__Source__:
⟨

Insurance Coverage Concerns for Businesses Using Offshore Contractors

by Tom Moore | May 12, 2026

Reviewed by Tom Moore, Agency Partner, CA Agency Insurance License 6003355
Last reviewed: 5/13/2026

Key takeaway: Using offshore contractors — developers, designers, virtual assistants, or any service provider based outside the US — creates insurance exposure that most standard business policies don't address directly. General liability, professional liability, cyber, and workers' compensation coverage can all have gaps that appear specifically because the work crosses international lines. This applies to any Spokane business contracting with workers in the Philippines, India, Eastern Europe, Latin America, or anywhere else outside US jurisdiction. The gaps are fixable. But you have to know they're there first.

You hired a developer in Ukraine or a customer service team in the Philippines because it made business sense. Good talent, reasonable rates, work gets done. What you probably didn't do was call your insurance agent and ask how that changes your coverage.

Most of them wouldn't have a clean answer anyway.

This isn't a niche problem anymore. Offshore contracting has moved from the domain of mid-market companies to small businesses, solo operators, and Spokane-based firms with five employees and a global freelancer list. The insurance industry hasn't fully caught up — which means the gaps are real and the default assumption (that your existing policy covers it) is usually wrong.

Here's what actually needs your attention.

What "offshore contractor" actually means for your insurance policy

Your business insurance was almost certainly written with domestic operations in mind. When your carrier underwrote the policy, they assessed risk based on where you operate, who does the work, and what legal environment governs disputes. An offshore contractor changes all three of those variables at once.

"Offshore contractor" for insurance purposes means any individual or entity providing services to your business who is not a US-based employee or US-based contractor subject to standard domestic labor and liability frameworks. That includes freelancers on platforms like Upwork or Fiverr, dedicated development shops overseas, outsourced back-office teams, and any foreign entity you've engaged under a services agreement. The contractual structure matters less than the jurisdiction — if the work is happening outside the US and touching your business operations, your policy needs to account for it. Most don't, by default. This is where the first set of questions for your agent begins: does your current coverage specifically address services performed or delivered by non-US contractors? If they have to look it up, that's your answer.

The general liability gap nobody talks about

General liability insurance covers bodily injury, property damage, and personal or advertising injury that arises from your business operations. What it almost never covers clearly: liability arising from work performed by independent contractors, particularly overseas ones.

The standard GL policy language typically requires that contractors you use either be scheduled on your policy or fall within the scope of your "operations" as defined in the declarations. An offshore contractor operating under their own business entity, in their own country, under their own terms — that's a gray zone. If a deliverable they produced causes harm to a third party (a client, a user, a downstream customer), the question of whether your GL responds depends on how your policy defines your insured operations and whether international contractor work is explicitly included.

When does offshore work trigger a GL exclusion?

⟩

__Extracted records__:
⟨

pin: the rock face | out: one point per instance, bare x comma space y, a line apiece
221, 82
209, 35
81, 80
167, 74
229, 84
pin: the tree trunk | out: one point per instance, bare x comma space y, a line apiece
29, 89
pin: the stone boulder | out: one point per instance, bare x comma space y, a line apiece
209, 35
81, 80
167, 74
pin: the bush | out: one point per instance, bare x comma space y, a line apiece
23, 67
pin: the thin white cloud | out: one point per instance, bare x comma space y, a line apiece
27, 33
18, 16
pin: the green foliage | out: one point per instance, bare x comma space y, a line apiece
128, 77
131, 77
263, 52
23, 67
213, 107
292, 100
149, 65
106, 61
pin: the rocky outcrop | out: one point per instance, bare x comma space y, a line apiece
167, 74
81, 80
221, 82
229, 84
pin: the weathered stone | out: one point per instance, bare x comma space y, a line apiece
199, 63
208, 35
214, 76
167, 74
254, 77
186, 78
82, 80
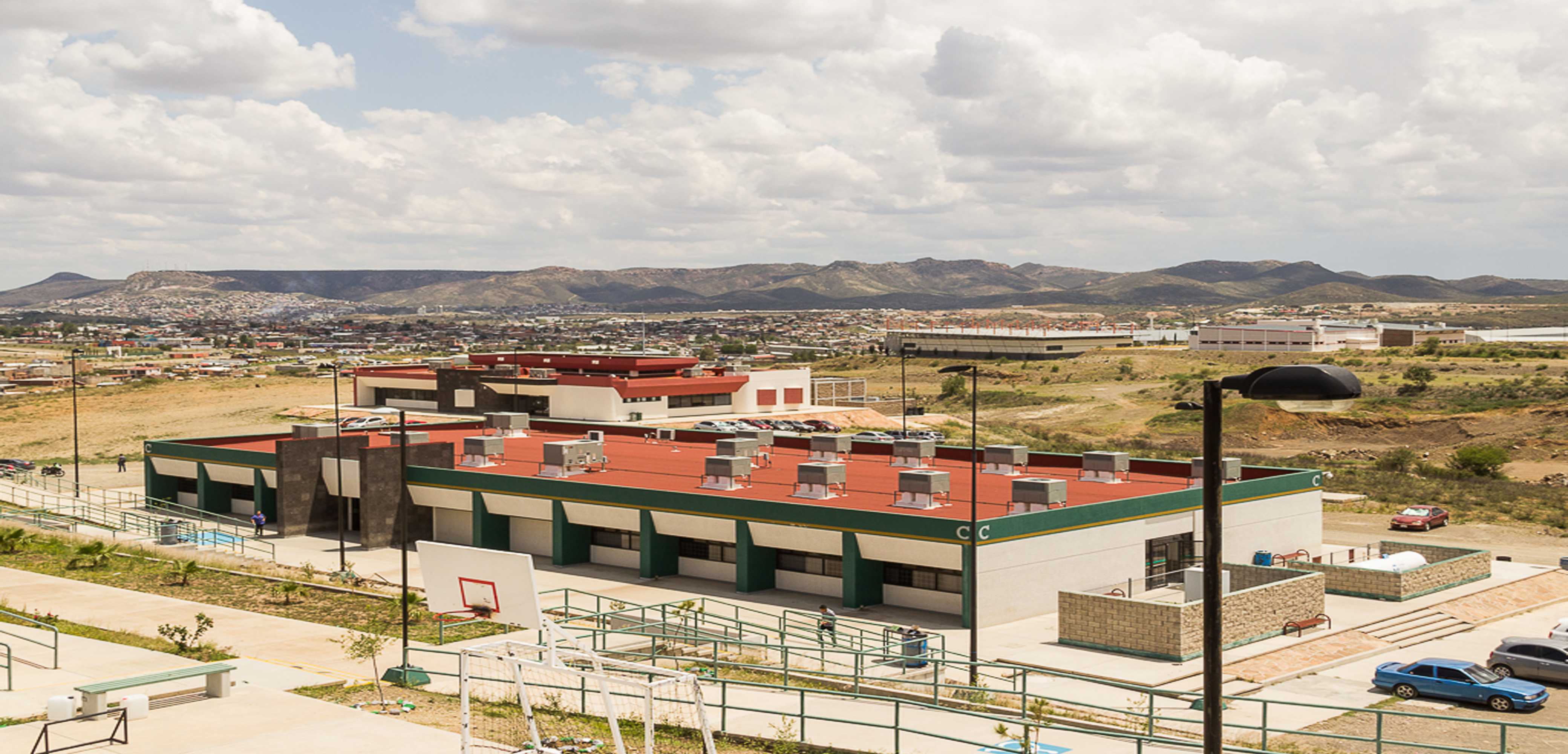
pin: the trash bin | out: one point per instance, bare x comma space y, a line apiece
915, 653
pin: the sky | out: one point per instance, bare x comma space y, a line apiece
1374, 135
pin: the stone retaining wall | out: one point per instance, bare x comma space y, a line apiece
1258, 607
1446, 568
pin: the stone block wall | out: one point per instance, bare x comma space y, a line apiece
1170, 631
1446, 568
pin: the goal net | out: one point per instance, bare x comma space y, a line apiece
521, 697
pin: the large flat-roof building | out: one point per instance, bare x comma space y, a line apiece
600, 388
1004, 342
849, 521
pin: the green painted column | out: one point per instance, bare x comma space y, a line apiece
158, 485
861, 578
212, 496
969, 596
266, 498
658, 554
568, 541
755, 565
492, 530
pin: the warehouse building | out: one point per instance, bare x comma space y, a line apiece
596, 388
1004, 342
858, 523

⟩

__Exercises to complete__:
1. According to the article on offshore contractors, is each statement true? Answer yes or no for each, and quote the article's words that settle it.
(a) Freelancers on platforms like Upwork or Fiverr count as offshore contractors.
(b) The insurance industry has fully caught up with offshore contracting.
(c) General liability insurance covers bodily injury and property damage arising from business operations.
2. Name every kind of insurance coverage that the key takeaway of the offshore contractor article says can have gaps.
3. Write out the passage of the offshore contractor article starting at "The general liability" and ending at "particularly overseas ones.".
Work only from the article on offshore contractors, not from the listing.

__Answer set__:
1.
(a) Yes: "That includes freelancers on platforms like Upwork or Fiverr"
(b) No: "The insurance industry hasn't fully caught up"
(c) Yes: "General liability insurance covers bodily injury, property damage, and personal or advertising injury that arises from your business operations."

2.
- General liability
- Professional liability
- Cyber
- Workers' compensation

3.
The general liability gap nobody talks about

General liability insurance covers bodily injury, property damage, and personal or advertising injury that arises from your business operations. What it almost never covers clearly: liability arising from work performed by independent contractors, particularly overseas ones.